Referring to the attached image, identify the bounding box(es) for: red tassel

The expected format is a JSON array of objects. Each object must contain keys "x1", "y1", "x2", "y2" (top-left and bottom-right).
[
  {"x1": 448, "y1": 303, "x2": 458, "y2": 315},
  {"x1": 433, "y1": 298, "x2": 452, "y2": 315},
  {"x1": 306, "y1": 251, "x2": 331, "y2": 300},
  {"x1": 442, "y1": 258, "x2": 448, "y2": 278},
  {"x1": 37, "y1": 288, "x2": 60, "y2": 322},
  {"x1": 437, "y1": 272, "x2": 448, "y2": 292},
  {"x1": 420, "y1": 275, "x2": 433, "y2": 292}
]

==============================

Edit the items so that "red tassel" becomes "blue tassel", and leave everything else as it is.

● THE SOLUTION
Referring to the attached image, identify the bounding box(es) for: blue tassel

The expected format is a JSON array of objects. Each object must contain keys "x1", "y1", "x2", "y2" (top-left and bottom-right).
[
  {"x1": 448, "y1": 303, "x2": 458, "y2": 315},
  {"x1": 433, "y1": 298, "x2": 452, "y2": 315},
  {"x1": 306, "y1": 251, "x2": 331, "y2": 300},
  {"x1": 442, "y1": 258, "x2": 448, "y2": 278},
  {"x1": 37, "y1": 288, "x2": 60, "y2": 322},
  {"x1": 437, "y1": 272, "x2": 448, "y2": 292},
  {"x1": 420, "y1": 275, "x2": 433, "y2": 292}
]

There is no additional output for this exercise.